Direction 1 |
Copy out the passage of the BPF CO-RE article below, from "BCC tools architecture" up to and including "kernel-devel package required.".
Direction 2 |
Continue the BPF CO-RE article below, picking up right after its final sentence.

===== Document =====

1 BPF CO-RE (Compile-Once Run-Everywhere) concept

Introduce eBPF, its early developement tool BCC and its problem, BPF CO-RE key tech, compilation, structure, and application life cycle.

1.1 What is eBPF (extended Berkeley Packet Filter)?

A eBPF program is a piece of user-provided code which is injected straight into a kernel. Once loaded and verified, BPF programs execute in kernel context. These programs operate inside kernel memory space with access to all the internal kernel state available to it.

Today, eBPF is used extensively to drive a wide variety of use cases: Providing high-performance networking and load-balancing in modern data centers and cloud native environments, extracting fine-grained security observability data at low overhead, helping application developers trace applications, providing insights for performance troubleshooting, preventive application and container runtime security enforcement, and much more.

eBPF structure

If we want our BPF program to bo able to run in other envirenment (i.e, portable), we normally do “On the fly” BPF compilation. The reason is:

  • Accessing kernel structs (e.g., task_struct or sk_buff). Kernel types and data structures are in constant flux
  • Memory layout changes between versions/configurations
  • BPF code needs to be compiled with fixed offsets/sizes

And so, early BPF developers use BCC tool.

1.1.1 BCC (BPF Compiler Collection) introduction and problem

With BCC, you embed your BPF program C source code into your user-space program (control application) as a plain string. When control application is eventually deployed and executed on target host, BCC invokes its embedded Clang/LLVM, pulls in local kernel headers (which you have to make sure are installed on the system from correct kernel-devel package), and performs compilation on the fly. This will make sure that memory layout that BPF program expects is exactly the same as in the target host’s running kernel.

If you have to deal with some optional and potentially compiled-out stuff in kernel, you’ll just do #ifdef/#else guarding in your source code to accommodate such hazards as renamed fields, different semantics of values, or any optional stuff not available on current configuration. Embedded Clang will happily remove irrelevant parts of your code and will tailor BPF program code to specific kernel.

BCC tools architecture

This sounds great, doesn’t it? Not quite so, unfortunately. While this workflow works, it’s not without major drawbacks.

  • Every production machine needs kernel headers
    • kernel-devel package required.
    • kernel-devel is missing internal headers. If you need something from kernel that is not exposed through public headers – you’ll need to copy/paste type definitions into your BPF code by hand to get your work done;
    • Kernel developers often have to build and deploy custom one-off kernels as part of their development process. And without a custom-built kernel header package, no BCC-based application will work on such kernels, stripping developers of a useful set of tools for debugging and monitoring.
    • kernel-devel can get out of sync
  • LLVM/Clang is big and heavy
    • libbcc.so > 100MB, resulting in big fat binaries that need to be distributed with your application.
    • compilation is a heavy-weight process:
      • can use lots of memory and CPU
      • potentially tipping over a carefully balanced production workfload. And vice versa, on a busy host, compiling a small BPF program might take minutes in some cases.

===== Excerpted records =====

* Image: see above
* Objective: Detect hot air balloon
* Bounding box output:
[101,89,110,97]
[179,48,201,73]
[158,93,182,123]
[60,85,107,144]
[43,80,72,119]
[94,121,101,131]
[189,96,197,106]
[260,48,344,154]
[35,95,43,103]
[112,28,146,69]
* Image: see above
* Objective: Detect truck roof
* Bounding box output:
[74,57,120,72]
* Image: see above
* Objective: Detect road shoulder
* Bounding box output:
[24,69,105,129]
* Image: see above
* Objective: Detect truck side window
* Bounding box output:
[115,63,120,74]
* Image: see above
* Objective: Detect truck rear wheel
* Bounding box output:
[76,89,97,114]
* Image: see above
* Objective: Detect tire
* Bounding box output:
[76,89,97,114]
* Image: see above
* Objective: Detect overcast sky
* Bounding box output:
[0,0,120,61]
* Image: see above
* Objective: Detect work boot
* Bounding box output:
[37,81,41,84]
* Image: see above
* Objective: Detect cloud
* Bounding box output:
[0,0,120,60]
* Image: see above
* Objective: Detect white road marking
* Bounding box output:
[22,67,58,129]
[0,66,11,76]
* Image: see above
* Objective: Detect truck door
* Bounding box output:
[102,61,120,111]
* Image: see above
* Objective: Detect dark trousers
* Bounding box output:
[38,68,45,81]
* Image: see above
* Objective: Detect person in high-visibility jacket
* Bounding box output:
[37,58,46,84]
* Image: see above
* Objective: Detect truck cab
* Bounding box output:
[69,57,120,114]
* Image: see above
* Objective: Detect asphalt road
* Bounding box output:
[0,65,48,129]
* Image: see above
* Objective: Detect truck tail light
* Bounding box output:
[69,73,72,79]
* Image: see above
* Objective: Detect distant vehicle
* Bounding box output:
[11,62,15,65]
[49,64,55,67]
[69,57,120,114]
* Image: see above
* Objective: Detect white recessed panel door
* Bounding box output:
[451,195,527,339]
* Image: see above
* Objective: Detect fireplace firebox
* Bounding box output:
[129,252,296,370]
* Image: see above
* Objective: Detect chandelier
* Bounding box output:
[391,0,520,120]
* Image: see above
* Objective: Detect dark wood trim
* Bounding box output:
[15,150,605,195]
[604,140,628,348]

=====

Final result 1 |
BCC tools architecture

This sounds great, doesn’t it? Not quite so, unfortunately. While this workflow works, it’s not without major drawbacks.

  • Every production machine needs kernel headers
    • kernel-devel package required.

Final result 2 |
  • Testing and iteration are a pain
    • variety of kernel versions/configurations
    • “works on my machine” means nothing
    • You are going to get even a trivial compilation-time errors are detected only during the runtime, after you’ve rebuilt and restarted your user-space application completely; this significantly reduces development iteration time.

Can we compile once? Then run same binary everywhere?

1.2 What is BPF CO-RE ?

Libbpf + BPF CO-RE chose a different way. Their philosophy is that BPF programs are not much different from any “normal” user-space program: they ought to be compiled once into small binaries and then deployed unmodified in a compact form to target hosts. The goal is:

  • No kernel headers
  • No “on the fly” compilation
  • Upfront validation against production kernels

1.2.1 BPF CO-RE key ingredient

BPF CO-RE key ingredient relations

  • BTF (BPF Type Format)
    • It was created as an alternative to a more generic and verbose DWARF debug information.
      • It adds about 1.5 Mbytes to the kernel image (this is tiny in comparison to DWARF debuginfo, which can be hundreds of Mbytes).
      • describes all kernel types (size, layout, etc). No kernel headers required
      • always in sync wuth kernel
      • lossless BTF to C conversion
  • compiler (Clang)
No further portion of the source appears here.